Render every line of the listing below as a JSON array of strings, one string per line, with blank lines omitted.

** BEGIN **

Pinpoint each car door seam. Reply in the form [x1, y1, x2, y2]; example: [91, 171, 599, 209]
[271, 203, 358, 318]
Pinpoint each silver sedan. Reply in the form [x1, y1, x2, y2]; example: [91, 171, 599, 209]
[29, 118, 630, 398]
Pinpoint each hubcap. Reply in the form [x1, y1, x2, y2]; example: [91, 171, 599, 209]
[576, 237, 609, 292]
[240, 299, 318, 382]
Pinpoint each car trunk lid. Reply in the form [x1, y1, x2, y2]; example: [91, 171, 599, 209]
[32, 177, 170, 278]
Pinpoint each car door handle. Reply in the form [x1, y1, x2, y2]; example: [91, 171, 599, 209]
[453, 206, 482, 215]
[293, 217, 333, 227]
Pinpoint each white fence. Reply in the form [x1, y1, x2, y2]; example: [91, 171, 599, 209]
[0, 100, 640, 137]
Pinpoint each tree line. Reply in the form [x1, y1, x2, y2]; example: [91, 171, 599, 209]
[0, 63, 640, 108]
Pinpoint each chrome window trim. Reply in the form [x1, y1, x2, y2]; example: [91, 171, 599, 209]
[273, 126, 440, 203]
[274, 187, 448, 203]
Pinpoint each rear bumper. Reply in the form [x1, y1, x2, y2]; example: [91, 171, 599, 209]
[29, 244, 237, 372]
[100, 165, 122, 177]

** END **

→ **COMPLETED TASK**:
[
  "Pinpoint each car door seam. Reply in the form [x1, y1, x2, y2]; example: [91, 171, 599, 209]",
  "[271, 203, 358, 318]",
  "Pinpoint each silver sedan. Reply in the form [x1, y1, x2, y2]; example: [91, 171, 599, 209]",
  "[29, 118, 630, 398]",
  "Pinpoint each hubcap. Reply in the form [x1, y1, x2, y2]; example: [91, 171, 599, 209]",
  "[576, 237, 609, 292]",
  "[240, 299, 318, 382]",
  "Pinpoint each car trunk lid. Reply in the form [x1, y1, x2, y2]; example: [91, 171, 599, 209]",
  "[32, 177, 170, 278]",
  "Pinpoint each car door handle. Reply in the form [x1, y1, x2, y2]; example: [91, 171, 599, 209]",
  "[453, 206, 482, 215]",
  "[293, 217, 333, 227]",
  "Pinpoint each white fence. Reply in the form [x1, y1, x2, y2]; example: [91, 171, 599, 209]",
  "[0, 100, 640, 137]",
  "Pinpoint each tree line. Reply in the form [x1, y1, x2, y2]; example: [91, 171, 599, 209]",
  "[0, 63, 640, 108]",
  "Pinpoint each chrome window trim. Reply in the form [x1, y1, x2, y2]; example: [91, 171, 599, 209]",
  "[273, 126, 440, 203]",
  "[274, 187, 448, 203]",
  "Pinpoint each rear bumper. Reply in the form [x1, y1, x2, y2]; example: [91, 171, 599, 209]",
  "[29, 244, 237, 372]",
  "[100, 165, 122, 177]"
]